* [WORK TO DO] Render every line of the listing below as a numbered list, omitting any blank lines.

Collected data entries
# # # # #
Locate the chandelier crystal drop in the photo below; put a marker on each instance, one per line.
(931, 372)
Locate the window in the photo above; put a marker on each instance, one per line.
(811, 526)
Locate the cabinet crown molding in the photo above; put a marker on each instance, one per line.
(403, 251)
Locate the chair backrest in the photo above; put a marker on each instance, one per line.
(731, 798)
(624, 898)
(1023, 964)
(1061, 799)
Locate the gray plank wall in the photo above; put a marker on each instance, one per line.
# # # # #
* [RESPONSE]
1. Locate the chandelier crystal drop in the photo below; put a marker on each instance, one per line.
2. (931, 372)
3. Locate the window in the photo above; put a marker on each instance, one per line.
4. (811, 526)
5. Locate the cabinet crown molding in the photo above; put a marker on each instance, one per line.
6. (403, 251)
7. Locate the chair backrest in the photo above; put a marker on each instance, one per line.
8. (731, 798)
9. (624, 898)
10. (1023, 964)
11. (1061, 799)
12. Locate the gray plank wall in the photo above; put a marker on each instance, one per line.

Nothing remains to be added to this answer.